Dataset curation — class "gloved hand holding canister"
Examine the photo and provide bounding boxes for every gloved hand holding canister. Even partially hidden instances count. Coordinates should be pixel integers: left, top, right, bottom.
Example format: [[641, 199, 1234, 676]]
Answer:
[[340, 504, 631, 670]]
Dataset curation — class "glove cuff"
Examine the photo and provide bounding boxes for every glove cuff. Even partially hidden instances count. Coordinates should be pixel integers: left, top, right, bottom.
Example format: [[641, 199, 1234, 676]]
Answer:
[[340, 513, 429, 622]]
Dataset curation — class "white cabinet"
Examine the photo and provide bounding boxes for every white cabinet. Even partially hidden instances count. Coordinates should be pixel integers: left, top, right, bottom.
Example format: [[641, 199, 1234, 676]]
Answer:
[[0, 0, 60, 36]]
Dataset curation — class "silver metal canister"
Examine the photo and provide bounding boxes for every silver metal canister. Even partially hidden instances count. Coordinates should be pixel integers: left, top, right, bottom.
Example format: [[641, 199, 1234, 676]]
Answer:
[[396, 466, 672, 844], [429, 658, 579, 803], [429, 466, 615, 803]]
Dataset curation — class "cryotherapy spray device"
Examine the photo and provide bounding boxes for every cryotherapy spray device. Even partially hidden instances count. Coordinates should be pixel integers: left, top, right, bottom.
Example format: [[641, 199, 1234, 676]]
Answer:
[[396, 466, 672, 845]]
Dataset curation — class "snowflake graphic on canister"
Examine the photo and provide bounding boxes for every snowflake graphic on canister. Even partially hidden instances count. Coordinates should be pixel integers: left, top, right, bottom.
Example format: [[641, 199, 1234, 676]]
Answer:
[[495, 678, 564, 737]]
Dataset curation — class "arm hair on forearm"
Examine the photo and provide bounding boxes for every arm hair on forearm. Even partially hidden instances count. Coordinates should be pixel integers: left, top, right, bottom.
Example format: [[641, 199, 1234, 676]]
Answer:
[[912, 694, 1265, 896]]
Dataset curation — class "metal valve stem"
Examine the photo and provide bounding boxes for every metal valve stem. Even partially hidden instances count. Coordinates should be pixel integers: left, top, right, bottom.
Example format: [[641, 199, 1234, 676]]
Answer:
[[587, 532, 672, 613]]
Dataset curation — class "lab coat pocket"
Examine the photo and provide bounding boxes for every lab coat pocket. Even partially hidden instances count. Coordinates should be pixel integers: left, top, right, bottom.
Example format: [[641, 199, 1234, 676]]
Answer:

^^^^

_Work required_: Find every line in the material above that contains the word "cabinet", and copy each of those lines.

_Task solution_:
Dataset curation — class "white cabinet"
Examine the photo and provide bounding boxes for every white cabinet. Even partially hidden instances count. Coordinates should be pixel integers: left, top, right, bottom.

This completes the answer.